▶ Task requirements: Give back all the data exactly, line by line.

□ □ □ □ □ □ □

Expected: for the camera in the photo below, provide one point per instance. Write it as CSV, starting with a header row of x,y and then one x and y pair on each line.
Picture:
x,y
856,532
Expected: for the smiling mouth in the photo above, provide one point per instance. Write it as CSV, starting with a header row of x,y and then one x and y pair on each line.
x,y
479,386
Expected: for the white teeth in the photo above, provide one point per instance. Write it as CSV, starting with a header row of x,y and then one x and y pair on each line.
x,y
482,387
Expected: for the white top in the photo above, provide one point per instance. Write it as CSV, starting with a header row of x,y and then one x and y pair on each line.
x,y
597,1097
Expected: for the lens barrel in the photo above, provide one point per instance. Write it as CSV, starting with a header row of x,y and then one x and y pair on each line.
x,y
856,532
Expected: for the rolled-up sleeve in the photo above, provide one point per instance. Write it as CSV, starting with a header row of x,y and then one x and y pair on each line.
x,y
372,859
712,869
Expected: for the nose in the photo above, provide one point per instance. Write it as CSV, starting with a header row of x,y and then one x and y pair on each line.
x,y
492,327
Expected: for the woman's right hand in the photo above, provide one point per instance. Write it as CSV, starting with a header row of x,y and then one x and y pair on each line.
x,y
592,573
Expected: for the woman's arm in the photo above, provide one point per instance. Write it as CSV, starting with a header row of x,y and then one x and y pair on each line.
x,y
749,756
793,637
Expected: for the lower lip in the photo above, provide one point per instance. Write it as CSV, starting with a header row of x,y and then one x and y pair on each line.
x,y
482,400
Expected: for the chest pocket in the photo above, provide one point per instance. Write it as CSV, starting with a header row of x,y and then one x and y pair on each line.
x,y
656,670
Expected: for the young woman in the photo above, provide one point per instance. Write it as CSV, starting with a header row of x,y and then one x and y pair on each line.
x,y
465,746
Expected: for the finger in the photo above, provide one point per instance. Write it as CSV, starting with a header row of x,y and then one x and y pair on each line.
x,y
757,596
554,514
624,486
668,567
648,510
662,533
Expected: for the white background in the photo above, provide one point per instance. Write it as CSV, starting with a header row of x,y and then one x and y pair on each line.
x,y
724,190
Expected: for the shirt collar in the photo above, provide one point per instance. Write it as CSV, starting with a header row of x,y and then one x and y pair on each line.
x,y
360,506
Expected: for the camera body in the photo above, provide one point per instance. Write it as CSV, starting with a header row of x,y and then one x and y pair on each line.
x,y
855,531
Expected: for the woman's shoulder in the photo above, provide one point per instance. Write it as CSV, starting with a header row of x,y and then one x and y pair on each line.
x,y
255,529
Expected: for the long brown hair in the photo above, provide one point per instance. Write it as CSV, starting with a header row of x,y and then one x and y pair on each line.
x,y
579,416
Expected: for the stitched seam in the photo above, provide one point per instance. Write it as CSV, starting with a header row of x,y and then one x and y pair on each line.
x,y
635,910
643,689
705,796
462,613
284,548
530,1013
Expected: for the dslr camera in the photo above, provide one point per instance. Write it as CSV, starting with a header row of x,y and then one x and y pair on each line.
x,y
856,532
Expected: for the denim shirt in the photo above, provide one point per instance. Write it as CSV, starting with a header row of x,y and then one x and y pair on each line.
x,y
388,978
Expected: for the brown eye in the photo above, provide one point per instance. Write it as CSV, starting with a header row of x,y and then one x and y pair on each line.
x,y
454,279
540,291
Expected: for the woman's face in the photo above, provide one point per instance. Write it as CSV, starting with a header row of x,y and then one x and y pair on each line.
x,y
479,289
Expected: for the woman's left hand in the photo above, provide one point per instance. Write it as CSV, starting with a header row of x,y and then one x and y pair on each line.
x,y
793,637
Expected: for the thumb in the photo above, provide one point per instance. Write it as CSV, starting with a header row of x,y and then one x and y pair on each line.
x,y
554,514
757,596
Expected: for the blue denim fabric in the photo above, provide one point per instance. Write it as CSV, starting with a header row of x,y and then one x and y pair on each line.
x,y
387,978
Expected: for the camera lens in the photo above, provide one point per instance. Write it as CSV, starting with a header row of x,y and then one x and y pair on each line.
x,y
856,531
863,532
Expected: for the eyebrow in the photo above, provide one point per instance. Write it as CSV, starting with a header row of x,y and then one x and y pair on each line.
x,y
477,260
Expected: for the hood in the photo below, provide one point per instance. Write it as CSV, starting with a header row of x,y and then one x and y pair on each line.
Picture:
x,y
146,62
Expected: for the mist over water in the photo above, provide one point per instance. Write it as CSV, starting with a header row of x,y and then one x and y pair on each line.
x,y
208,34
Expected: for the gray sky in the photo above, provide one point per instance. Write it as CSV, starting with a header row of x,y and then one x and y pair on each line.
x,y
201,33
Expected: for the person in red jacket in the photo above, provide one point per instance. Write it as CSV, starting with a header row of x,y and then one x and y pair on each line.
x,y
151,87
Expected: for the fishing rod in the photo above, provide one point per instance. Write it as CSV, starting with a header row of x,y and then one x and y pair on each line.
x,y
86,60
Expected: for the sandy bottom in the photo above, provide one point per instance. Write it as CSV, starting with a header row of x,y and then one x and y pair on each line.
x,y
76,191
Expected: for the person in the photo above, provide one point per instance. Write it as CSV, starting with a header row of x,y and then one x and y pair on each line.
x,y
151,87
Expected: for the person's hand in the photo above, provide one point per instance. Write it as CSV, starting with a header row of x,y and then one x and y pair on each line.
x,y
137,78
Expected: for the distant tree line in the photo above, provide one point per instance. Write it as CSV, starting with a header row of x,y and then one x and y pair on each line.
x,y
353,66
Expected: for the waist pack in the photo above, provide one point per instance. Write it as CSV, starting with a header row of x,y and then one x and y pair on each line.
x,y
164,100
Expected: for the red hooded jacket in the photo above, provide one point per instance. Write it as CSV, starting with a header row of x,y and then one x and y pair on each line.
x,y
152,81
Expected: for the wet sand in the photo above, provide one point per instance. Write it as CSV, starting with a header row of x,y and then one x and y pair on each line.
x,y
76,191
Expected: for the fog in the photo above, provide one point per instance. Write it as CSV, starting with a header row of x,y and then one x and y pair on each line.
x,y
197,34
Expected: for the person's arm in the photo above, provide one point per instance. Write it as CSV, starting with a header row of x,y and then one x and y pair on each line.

□ □ □ □ □ □ □

▶ Answer to the exercise:
Expected: for the camera in the photo below, provide one point per instance. Write it as CSV, starting with a header row of x,y and then one x and y pair on each line.
Picture:
x,y
856,532
Expected: for the smiling mouth in the photo above, provide one point per instance. Write it as CSV, starting with a header row of x,y and then one x and y pair on each line.
x,y
479,386
Expected: for the white teeth in the photo above, provide one point per instance. Write it as CSV, starting with a header row of x,y and then one x and y pair on each line.
x,y
482,387
Expected: for the white top in the photo above, provide one point per instance. Write it as CSV, starting with a header row of x,y and then one x and y pair on each line.
x,y
597,1097
Expected: for the lens barrel in the photo above, provide one point per instance. Write it as CSV, starting with a header row of x,y and then one x and y pair on each line.
x,y
856,532
Expected: for the rolled-up sleeve in the photo above, provide one point per instance. Write it as CSV, starting with a header row of x,y and then one x and y pair on each line.
x,y
372,859
712,869
Expected: for the nose in the photo above, provide one point per instance. Write it as CSV, starting with a header row of x,y and then one x and y pair on each line.
x,y
492,327
Expected: for the woman's right hand in the photo above, provide one point per instance. Write it as CSV, starting with a header row of x,y and then one x and y pair on each line.
x,y
592,573
Expected: for the woman's arm in the photo above, provide one point per instance. Write it as CSV, starting with a header row of x,y and then one x and y pair on each line.
x,y
749,756
793,637
Expected: for the lower lip in the photo above, provide one point per instance. Write it as CSV, starting with a header row of x,y and then one x and y pair on each line.
x,y
482,400
Expected: for the chest pocket in the photo above, provide one point per instance. Write it as CSV, starting with a header row of x,y and then one x and y pair on each line.
x,y
656,670
Expected: for the young woman in the photo above, provide one point per instance. Write it as CSV, starting with a header row of x,y and then one x and y pair on each line.
x,y
465,746
Expected: for the finger in the photo above, provide one point per instance. Write it as CSV, starting with a header row of x,y and then one x and y pair on each line.
x,y
757,596
554,514
624,486
668,567
648,510
662,533
Expected: for the white background in the photo above, provide one point per instance. Write it as CSV, starting with a header row of x,y and then one x and y pair on each line.
x,y
724,190
Expected: for the shirt collar in the photo above, provide one point per instance. Write it as CSV, starting with a header row of x,y and then one x and y pair on each line.
x,y
360,506
Expected: for the camera body in the photo above, provide one point per instance. Write it as CSV, starting with a header row of x,y and then one x and y pair on each line.
x,y
855,531
Expected: for the woman's shoulder in the photo above, provide one point per instance. Write it as CSV, starting with a header row of x,y and then one x and y pair on each line.
x,y
255,529
Expected: for the long brown hair in the photo above, provide one point per instance. Write it as CSV, starting with a header row of x,y and then one x and y pair on each line.
x,y
579,416
Expected: for the stitched seam in the photo above, provide one point per instance. Write it as CSV, starting with a header row of x,y and then one x and y pair on each line.
x,y
635,910
643,689
705,796
462,613
284,548
530,1013
Expected: for the dslr camera in the photo above, provide one point per instance. Write it as CSV, starting with a header row of x,y and then one x and y pair on each line.
x,y
856,532
Expected: for the denim shirt in the photo above, provide one point per instance. Write it as CSV, starting with a header row of x,y and then one x and y pair on each line.
x,y
388,978
Expected: for the brown eye in the photo above, provide one point per instance. Write it as CSV, starting with a header row of x,y and then one x and y pair on each line.
x,y
454,279
540,291
Expected: for the woman's face in the photo above, provide one point per instance. Write it as CSV, starting with a header row of x,y and then one x and y pair on each line.
x,y
479,289
Expected: for the woman's left hand in the photo above, provide one point per instance. Write it as CSV, starting with a header row of x,y and then one x and y pair on each line.
x,y
793,637
Expected: for the thumb in the photo above, provide one point per instance. Write it as CSV, starting with a header row of x,y and then one x and y pair on each line.
x,y
554,514
757,596
Expected: for the blue denim fabric in the photo above, provide one point per instance. Write it as CSV, starting with a header row of x,y and then one x and y pair on each line.
x,y
387,978
Expected: for the camera lens in the photo above, provide one point per instance. Write it as CSV, starting with a header row of x,y and then one x and y pair on each line.
x,y
856,531
863,532
Expected: for the eyebrow in the photo above, provide one point per instance. Write it as CSV, starting with a header row of x,y and then one x and y pair on each line.
x,y
477,260
Expected: for the hood in the photo below, provide one point per instance. Write it as CSV, starting with a header row of x,y and then one x and y pair on each line.
Picture:
x,y
146,62
Expected: for the mist over water in the photo above, provide one point per instance. Write it as CSV, starting with a header row of x,y and then one x and y pair on each line.
x,y
208,34
Expected: for the gray sky in the photo above, provide one point per instance. Write it as CSV, starting with a header row of x,y and then one x and y pair on each line.
x,y
201,33
Expected: for the person in red jacket in the photo above, provide one point per instance. Write it as CSV, starting with a header row of x,y and then one x and y pair on each line.
x,y
151,87
Expected: for the fishing rod in the photo above, provide one point per instance. Write it as CSV, starting with a header row of x,y and then one x and y pair on each line.
x,y
86,60
Expected: for the sandy bottom in the photo above, provide one point per instance. Write it as CSV, starting with a header row of x,y and then one x and y pair on each line.
x,y
76,191
Expected: for the person in the photo above, provide one point per instance. Write it as CSV, starting with a header row of x,y and then one x and y pair on each line.
x,y
151,87
Expected: for the person's hand in the photo above, provide one point per instance. Write it as CSV, starting with a header row of x,y and then one x and y pair on each line.
x,y
137,78
Expected: for the distant tree line in the photo above, provide one point per instance. Write it as CSV, starting with a header row of x,y and then one x and y pair on each line.
x,y
353,66
Expected: for the waist pack in the photo above, provide one point per instance. Write it as CSV, starting with a header row of x,y and then one x and y pair on each line.
x,y
164,100
Expected: for the red hooded jacket in the photo above, provide one point per instance. Write it as CSV, starting with a header row of x,y and then one x and y pair on each line.
x,y
152,81
Expected: for the wet sand in the photo above, provide one point per instance. Write it as CSV, starting with a header row of x,y and then one x and y pair on each line.
x,y
76,191
Expected: for the fog in the photo above, provide one point per instance. Write it as CSV, starting with a header row of x,y and then one x and y pair on each line.
x,y
197,34
Expected: for the person's arm in the photo above, provide one point per instance. Write it as CSV, starting with a header row of x,y and then one x and y pair on each line.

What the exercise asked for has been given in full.